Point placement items
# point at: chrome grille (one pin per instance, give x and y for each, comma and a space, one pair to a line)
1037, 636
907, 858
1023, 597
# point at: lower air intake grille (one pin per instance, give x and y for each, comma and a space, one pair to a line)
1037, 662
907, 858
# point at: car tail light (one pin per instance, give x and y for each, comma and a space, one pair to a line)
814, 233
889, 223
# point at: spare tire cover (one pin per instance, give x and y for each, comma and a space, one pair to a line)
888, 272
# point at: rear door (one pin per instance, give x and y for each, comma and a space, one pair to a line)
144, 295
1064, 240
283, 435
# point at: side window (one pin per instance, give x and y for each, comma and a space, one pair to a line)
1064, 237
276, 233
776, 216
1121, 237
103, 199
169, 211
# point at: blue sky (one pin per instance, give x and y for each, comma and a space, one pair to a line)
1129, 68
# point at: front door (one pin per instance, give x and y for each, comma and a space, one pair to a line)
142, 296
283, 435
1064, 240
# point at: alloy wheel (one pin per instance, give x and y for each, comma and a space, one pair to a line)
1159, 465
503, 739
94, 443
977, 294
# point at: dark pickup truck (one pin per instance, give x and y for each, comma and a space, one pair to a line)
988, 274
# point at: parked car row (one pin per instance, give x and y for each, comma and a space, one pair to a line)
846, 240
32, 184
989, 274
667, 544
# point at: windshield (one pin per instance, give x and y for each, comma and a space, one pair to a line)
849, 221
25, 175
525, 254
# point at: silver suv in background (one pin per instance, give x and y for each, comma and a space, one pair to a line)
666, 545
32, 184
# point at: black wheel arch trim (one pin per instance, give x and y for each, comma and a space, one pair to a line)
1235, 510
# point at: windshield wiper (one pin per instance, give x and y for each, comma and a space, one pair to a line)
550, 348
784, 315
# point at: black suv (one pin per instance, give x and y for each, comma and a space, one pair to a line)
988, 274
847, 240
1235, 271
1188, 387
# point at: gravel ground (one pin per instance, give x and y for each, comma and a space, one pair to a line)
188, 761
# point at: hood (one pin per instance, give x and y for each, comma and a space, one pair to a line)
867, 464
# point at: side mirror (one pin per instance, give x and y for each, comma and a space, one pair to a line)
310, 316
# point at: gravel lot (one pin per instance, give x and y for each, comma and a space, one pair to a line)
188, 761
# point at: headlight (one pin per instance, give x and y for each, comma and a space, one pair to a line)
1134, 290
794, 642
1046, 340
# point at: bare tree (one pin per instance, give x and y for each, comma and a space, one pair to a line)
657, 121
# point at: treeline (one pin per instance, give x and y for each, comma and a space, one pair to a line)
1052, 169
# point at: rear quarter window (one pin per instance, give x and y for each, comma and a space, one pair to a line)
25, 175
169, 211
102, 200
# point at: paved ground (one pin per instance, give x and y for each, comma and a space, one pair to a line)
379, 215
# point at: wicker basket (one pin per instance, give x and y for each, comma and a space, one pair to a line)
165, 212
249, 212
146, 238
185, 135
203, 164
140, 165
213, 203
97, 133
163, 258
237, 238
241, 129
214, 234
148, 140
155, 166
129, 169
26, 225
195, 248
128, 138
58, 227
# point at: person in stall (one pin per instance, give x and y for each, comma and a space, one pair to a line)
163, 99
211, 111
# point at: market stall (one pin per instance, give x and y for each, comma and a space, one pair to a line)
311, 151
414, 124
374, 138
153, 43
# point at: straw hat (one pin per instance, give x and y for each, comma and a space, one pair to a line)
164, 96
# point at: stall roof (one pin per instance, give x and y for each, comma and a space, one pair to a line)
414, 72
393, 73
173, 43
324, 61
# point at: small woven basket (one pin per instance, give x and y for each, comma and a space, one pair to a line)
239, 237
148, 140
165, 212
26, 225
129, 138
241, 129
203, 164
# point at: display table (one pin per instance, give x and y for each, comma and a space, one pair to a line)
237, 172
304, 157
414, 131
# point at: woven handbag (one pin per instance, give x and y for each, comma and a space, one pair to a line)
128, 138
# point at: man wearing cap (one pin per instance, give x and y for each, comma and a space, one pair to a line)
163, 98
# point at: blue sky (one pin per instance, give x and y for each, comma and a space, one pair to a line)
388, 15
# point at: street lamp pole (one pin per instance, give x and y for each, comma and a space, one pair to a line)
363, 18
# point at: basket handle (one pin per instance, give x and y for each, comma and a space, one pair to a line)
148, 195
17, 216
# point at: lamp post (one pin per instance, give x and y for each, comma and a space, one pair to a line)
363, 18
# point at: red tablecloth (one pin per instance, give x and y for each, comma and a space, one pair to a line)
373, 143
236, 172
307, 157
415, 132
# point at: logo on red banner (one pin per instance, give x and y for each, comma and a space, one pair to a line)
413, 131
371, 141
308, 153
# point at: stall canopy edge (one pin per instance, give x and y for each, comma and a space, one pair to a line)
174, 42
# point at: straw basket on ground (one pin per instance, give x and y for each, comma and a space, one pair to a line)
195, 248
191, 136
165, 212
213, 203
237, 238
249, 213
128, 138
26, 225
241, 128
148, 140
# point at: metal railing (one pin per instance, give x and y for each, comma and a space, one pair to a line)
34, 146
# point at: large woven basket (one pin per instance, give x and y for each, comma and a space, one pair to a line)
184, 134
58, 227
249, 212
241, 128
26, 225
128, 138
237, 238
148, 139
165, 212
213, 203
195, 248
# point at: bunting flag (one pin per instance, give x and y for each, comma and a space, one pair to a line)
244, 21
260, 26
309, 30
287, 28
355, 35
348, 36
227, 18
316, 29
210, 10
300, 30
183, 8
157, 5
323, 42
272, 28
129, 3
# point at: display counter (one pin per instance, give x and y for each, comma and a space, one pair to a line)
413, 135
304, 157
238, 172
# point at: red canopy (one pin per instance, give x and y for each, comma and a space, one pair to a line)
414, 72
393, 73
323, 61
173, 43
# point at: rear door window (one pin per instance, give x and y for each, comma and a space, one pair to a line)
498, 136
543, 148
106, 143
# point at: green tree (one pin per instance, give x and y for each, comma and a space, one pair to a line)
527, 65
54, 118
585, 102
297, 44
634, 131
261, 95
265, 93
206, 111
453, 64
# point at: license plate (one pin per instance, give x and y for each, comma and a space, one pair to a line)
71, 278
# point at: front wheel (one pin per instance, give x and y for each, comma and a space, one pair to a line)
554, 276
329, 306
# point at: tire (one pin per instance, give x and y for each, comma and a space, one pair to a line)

**What this task involves**
Could you copy out every item above word for word?

**Reply to the task**
# point at: chrome grille (one pin per instance, give x and y for each, comma and a space, one pair to a line)
1037, 636
907, 858
1023, 597
# point at: lower air intake grille (one pin per instance, give x and y for each, comma and a space, one pair to a line)
1037, 662
907, 858
# point at: car tail light (one pin per instance, give x and y for each, comma and a space, one pair to a line)
814, 233
889, 223
# point at: spare tire cover (one pin per instance, give x and y for each, comma and a space, one pair to a line)
888, 272
# point at: rear door (one pin per instance, give x and y for each, comma and a space, one pair to a line)
144, 295
1064, 240
283, 435
# point at: side window (one pin per instance, give x and y for each, comma and a space, one pair to a line)
1064, 237
276, 233
776, 216
1121, 237
103, 199
169, 211
# point at: blue sky (one pin per instance, give x and y for each, comma and a space, one pair to a line)
1129, 68
# point at: front door (one pin per instance, give x and y for each, comma and a space, one pair to a line)
142, 296
283, 435
1064, 240
# point at: alloy wheel (one pin per instance, give x and y for each, comma and a space, one pair to a line)
1159, 465
503, 739
94, 443
977, 294
# point at: dark pickup truck (one pin per instance, give x and y for each, comma and a space, one pair to a line)
988, 274
# point at: parked car row (one pin per instance, give x and y for each, comma and a space, one pair to a line)
846, 240
32, 184
989, 274
667, 544
# point at: windshield (one pin per instance, give x and y for each, comma and a space, one pair to a line)
849, 221
25, 175
525, 254
# point at: silver suv in background (one pin per instance, give x and y for each, comma and a space, one pair to a line)
666, 545
32, 184
# point at: black wheel arch trim (one pin per instance, give x and y for each, comma and a space, one pair to a line)
1235, 510
# point at: windshield wiper (one pin per instance, give x and y for each, comma and a space, one pair to a line)
550, 348
784, 315
# point at: black suv (one pin per instance, give x and y for each, comma and a space, one pair to a line)
988, 274
847, 240
1235, 271
1188, 387
# point at: gravel ground (one pin per instance, give x and y for each, comma and a space, one pair to a line)
188, 761
# point at: hood (one pin per instance, give x and y for each, comma and a space, one pair to a line)
867, 464
# point at: side mirror (one pin per instance, give x and y for each, comma and a space, one pair to a line)
310, 316
# point at: gravel lot (one pin per instance, give x and y for each, comma and a space, one pair to a line)
188, 761
# point at: headlight (one pin per instance, give x and y for each, comma and a space, one pair to a line)
1134, 290
794, 642
1046, 340
# point at: bare tree (one pin per instance, give x and y for each, comma and a space, one pair to a line)
657, 121
# point at: treeline (one pin per instance, give x and y for each, comma and a space, one pair to a line)
1052, 169
# point at: rear quarter window (one pin per instance, give x and y for each, comma and a space, one pair to a line)
25, 175
169, 211
102, 200
# point at: paved ground (one pin per instance, give x and y for each, comma and a space, one pair to a line)
379, 215
# point at: wicker basket (one pin per instance, give x and y for each, comma and a space, one pair to a line)
165, 212
249, 212
146, 238
185, 135
203, 164
140, 165
213, 203
97, 133
163, 258
237, 238
241, 129
214, 234
148, 140
155, 166
129, 169
26, 225
195, 248
128, 138
58, 227
# point at: person in stall (one pin per instance, give x and y for each, comma and a space, one pair to a line)
163, 99
211, 111
# point at: market stall (one pin per instance, give x and y for each, comma and a space, one pair to a line)
311, 151
414, 124
374, 138
153, 43
# point at: straw hat (one pin per instance, give x and y for each, comma and a space, one pair to a line)
164, 96
# point at: stall roof (one pin per instance, give x and y for each, comma and a space, one pair to a line)
414, 72
393, 73
173, 43
324, 61
# point at: small woven basket (one pin per instance, give x and y for each, comma and a space, one pair to a line)
239, 237
148, 140
165, 212
26, 225
129, 138
241, 129
203, 164
# point at: display table (one pin per instance, give x and y for each, comma and a space, one pair to a line)
237, 172
304, 157
414, 131
# point at: woven handbag (one pin per instance, give x and y for each, comma and a space, one pair to a line)
128, 138
# point at: man wearing cap (one pin per instance, give x and y for each, comma and a space, one pair to a line)
163, 98
# point at: blue sky (one pin per instance, give x and y for each, comma and a space, one pair to a line)
388, 15
# point at: street lamp pole (one pin per instance, give x and y for each, comma and a space, one pair to a line)
363, 18
# point at: basket handle (one pin per instance, give x and y for each, comma and a space, one pair to a line)
148, 195
17, 216
# point at: lamp post (one pin per instance, give x and y for each, comma and a space, one pair to a line)
363, 18
# point at: red tablecloth (one pin per instance, give x and y for each, comma and a space, one pair to a line)
373, 143
236, 172
307, 157
415, 132
# point at: logo on red banner (one pin per instance, give x and y for each, comma and a space, one pair to a line)
413, 131
371, 141
308, 153
# point at: stall canopy edge (one pin per instance, give x and y for each, comma and a space, one pair to a line)
174, 42
# point at: straw basket on ground (one pin per instance, give x and y for each, comma and a space, one pair to a line)
195, 248
191, 136
165, 212
213, 203
237, 238
249, 213
128, 138
26, 225
241, 128
148, 140
# point at: metal railing (one pin per instance, give x and y for each, comma and a space, one pair to a line)
34, 146
# point at: large woven basket (one pin per instance, give x and y for each, comma and a space, one pair to a line)
184, 134
58, 227
249, 212
241, 128
26, 225
128, 138
237, 238
148, 139
165, 212
213, 203
195, 248
# point at: bunting flag (one pin per instance, give x and y for each, comma and a space, one pair to a line)
244, 21
260, 26
309, 30
287, 28
355, 35
348, 36
227, 18
316, 29
210, 10
300, 30
183, 8
157, 5
323, 42
272, 28
129, 3
# point at: display counter (one pin per instance, give x and y for each, comma and a space, one pair to a line)
413, 135
304, 157
238, 172
# point at: red canopy (one pin per instance, give x and y for each, comma and a space, one pair to a line)
414, 72
393, 73
323, 61
173, 43
# point at: rear door window (one pin per instance, give x and y for each, comma and a space, one pair to a line)
498, 136
543, 148
106, 143
# point at: green tree (one pin per instance, give x and y for each, comma and a space, one pair to a line)
527, 65
54, 118
585, 102
297, 44
634, 131
261, 95
265, 93
206, 111
453, 64
# point at: license plate (one pin per instance, give x and y for each, comma and a space, one pair to a line)
71, 278
# point at: front wheel (one pin per instance, give x and y for each, comma and a space, one pair to a line)
554, 276
329, 306
# point at: tire (one pin per instance, give x and y for each, comma and a space, one pair to a line)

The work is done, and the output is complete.